▸ Objective
Copy the records below word for word, starting at the line with "Question: In the above interface, where is the green" and ending with the line with "490 421 1040 684", both included.

★ ★ ★ ★ ★

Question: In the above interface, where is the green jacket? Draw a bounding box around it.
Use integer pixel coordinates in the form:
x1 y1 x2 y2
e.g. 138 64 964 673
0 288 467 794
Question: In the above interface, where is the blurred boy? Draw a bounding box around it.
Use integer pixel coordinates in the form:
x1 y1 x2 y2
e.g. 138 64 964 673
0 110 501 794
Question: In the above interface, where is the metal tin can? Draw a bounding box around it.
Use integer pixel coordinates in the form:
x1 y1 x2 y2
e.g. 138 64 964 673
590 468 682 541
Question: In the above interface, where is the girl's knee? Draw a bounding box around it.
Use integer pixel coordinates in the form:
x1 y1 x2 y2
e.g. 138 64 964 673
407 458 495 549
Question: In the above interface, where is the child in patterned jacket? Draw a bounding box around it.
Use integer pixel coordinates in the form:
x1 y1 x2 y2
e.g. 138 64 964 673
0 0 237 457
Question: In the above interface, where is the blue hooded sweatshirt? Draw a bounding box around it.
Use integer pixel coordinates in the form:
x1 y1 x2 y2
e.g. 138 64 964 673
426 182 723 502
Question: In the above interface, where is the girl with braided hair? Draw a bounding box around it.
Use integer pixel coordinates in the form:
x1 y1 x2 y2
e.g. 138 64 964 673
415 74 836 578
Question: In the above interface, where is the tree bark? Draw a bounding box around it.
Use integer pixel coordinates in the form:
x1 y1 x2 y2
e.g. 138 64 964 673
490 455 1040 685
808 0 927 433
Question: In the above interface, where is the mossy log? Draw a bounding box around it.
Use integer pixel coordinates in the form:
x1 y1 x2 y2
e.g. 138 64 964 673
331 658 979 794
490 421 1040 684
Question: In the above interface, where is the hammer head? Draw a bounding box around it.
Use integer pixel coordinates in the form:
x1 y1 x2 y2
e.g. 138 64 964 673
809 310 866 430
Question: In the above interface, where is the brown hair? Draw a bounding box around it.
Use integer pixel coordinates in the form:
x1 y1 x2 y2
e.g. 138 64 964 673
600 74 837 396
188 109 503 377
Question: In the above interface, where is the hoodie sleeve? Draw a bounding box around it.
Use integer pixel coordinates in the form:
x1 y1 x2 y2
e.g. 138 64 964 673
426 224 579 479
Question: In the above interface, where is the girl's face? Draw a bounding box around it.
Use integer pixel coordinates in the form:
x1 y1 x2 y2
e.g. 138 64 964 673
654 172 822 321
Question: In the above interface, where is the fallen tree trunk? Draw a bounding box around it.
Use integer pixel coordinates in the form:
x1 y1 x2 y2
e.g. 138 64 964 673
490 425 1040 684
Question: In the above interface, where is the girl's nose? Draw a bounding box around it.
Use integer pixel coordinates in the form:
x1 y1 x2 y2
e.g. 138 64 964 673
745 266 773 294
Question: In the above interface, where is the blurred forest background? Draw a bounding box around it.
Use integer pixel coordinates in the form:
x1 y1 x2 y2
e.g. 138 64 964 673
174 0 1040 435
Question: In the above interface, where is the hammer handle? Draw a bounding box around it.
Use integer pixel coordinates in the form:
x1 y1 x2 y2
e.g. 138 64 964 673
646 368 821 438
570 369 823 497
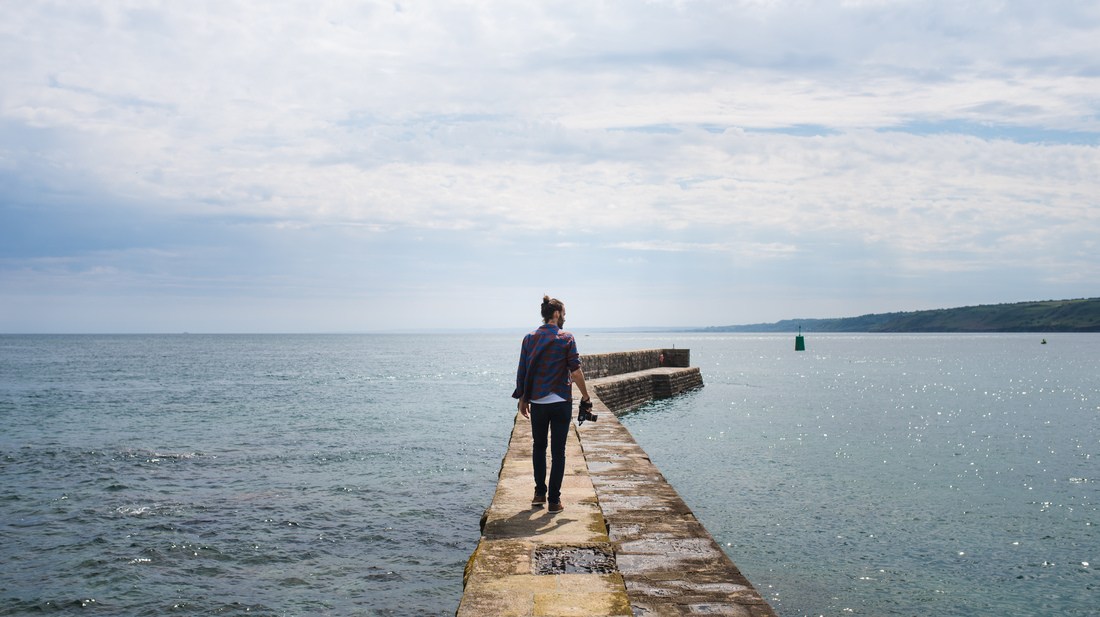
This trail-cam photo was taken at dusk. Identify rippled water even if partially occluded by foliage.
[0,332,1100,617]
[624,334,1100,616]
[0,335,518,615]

★ ★ ★ ★ ★

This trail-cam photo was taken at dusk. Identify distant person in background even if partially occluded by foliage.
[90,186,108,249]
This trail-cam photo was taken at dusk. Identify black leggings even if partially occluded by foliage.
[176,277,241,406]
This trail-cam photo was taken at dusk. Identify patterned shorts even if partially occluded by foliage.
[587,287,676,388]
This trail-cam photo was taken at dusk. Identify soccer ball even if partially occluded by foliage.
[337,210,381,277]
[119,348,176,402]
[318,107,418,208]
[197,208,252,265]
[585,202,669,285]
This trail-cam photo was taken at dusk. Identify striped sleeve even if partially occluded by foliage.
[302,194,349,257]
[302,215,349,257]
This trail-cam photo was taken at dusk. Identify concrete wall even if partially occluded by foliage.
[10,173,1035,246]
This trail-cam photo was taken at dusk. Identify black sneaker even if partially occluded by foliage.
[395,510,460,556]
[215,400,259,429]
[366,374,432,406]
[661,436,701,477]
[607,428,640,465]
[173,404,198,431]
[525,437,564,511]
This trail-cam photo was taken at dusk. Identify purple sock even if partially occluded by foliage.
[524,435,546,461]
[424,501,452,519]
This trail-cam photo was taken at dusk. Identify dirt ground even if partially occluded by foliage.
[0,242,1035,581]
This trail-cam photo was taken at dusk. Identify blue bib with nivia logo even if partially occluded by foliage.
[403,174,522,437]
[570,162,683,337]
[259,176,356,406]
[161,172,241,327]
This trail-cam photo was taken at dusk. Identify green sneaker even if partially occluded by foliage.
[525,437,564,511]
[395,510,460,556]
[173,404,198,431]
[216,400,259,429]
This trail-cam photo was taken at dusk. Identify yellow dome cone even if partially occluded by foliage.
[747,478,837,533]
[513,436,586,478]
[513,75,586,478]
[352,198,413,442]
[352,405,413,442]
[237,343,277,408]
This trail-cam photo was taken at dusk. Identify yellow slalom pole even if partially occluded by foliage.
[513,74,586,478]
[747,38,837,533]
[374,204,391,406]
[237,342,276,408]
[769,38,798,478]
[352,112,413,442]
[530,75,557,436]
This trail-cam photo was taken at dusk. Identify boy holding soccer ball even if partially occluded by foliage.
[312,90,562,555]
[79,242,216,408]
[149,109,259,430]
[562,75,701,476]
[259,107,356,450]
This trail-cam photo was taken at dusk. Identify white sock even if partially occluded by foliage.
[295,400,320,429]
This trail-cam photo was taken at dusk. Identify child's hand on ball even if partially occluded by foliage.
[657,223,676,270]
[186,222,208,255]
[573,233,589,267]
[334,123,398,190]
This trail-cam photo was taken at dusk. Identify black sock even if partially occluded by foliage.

★ ★ ★ ★ ★

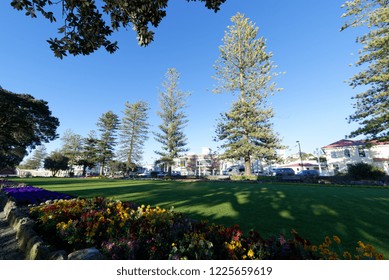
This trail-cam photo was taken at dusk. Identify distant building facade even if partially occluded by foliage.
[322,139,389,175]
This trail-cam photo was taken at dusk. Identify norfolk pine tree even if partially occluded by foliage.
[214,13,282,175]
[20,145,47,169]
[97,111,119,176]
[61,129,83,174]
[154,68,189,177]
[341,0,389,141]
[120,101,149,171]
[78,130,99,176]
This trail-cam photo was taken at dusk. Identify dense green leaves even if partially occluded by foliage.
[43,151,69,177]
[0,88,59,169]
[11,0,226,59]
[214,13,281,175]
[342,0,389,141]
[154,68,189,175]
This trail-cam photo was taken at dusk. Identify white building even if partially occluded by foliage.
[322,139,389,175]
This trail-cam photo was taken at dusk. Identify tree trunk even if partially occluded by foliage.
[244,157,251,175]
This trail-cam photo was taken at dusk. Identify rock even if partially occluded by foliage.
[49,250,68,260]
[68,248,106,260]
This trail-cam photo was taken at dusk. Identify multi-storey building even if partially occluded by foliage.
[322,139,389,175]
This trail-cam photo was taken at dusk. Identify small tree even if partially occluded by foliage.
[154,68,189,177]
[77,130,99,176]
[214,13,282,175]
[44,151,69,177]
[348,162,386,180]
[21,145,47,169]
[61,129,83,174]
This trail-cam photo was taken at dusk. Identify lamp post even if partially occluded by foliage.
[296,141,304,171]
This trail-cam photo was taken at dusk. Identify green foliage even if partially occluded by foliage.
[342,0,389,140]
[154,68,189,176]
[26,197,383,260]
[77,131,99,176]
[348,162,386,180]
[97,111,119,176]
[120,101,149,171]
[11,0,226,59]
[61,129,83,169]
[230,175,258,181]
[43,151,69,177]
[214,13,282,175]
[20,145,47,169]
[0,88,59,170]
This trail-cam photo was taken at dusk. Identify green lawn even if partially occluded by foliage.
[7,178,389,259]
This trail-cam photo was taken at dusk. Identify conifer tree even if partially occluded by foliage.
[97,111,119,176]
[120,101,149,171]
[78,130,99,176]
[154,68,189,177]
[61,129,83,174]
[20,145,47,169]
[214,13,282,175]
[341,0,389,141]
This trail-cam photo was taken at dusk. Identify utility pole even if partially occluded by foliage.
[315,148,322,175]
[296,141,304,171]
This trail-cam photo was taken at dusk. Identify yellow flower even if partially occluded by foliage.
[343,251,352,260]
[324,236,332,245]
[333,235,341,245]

★ ★ ★ ★ ★

▸ Solution to this task
Question: In the above interface, where is the green jacket? Draw a bounding box around it.
Use integer pixel coordinates in the form:
x1 y1 x2 y2
e.g. 138 64 964 673
0 288 467 794
Question: In the above interface, where is the blurred boy? Draw a bounding box around it.
Use integer pixel coordinates in the form:
x1 y1 x2 y2
e.g. 138 64 964 673
0 110 501 794
Question: In the above interface, where is the metal tin can? Draw a bounding box around it.
Use integer pixel coordinates in the form:
x1 y1 x2 y2
e.g. 138 64 964 673
590 468 682 541
Question: In the above interface, where is the girl's knee? Draw a bounding box around it.
Use integer pixel coordinates in the form:
x1 y1 x2 y2
e.g. 138 64 964 673
407 458 495 549
Question: In the above interface, where is the child in patterned jacket? Draw a bounding box around it.
Use integer pixel coordinates in the form:
x1 y1 x2 y2
e.g. 138 64 964 673
0 0 237 457
Question: In the above interface, where is the blue hooded sweatshirt? Draw a bounding box around it.
Use integer pixel coordinates in the form:
x1 y1 x2 y2
e.g. 138 64 964 673
426 182 723 502
Question: In the above interface, where is the girl with braided hair? Draw a bounding box around it.
Use integer pixel coordinates in the form:
x1 y1 x2 y2
e.g. 138 64 964 673
415 74 836 578
Question: In the above interface, where is the tree bark? Draw a bounding box around it.
Use integer pixel coordinates in the form:
x1 y1 x2 y2
e.g. 138 64 964 673
490 455 1040 685
808 0 927 433
Question: In the above interface, where is the mossy log? Draw a bounding box around it.
Use integer pixel coordinates in the form:
x1 y1 x2 y2
e.g. 138 64 964 673
331 658 979 794
490 421 1040 684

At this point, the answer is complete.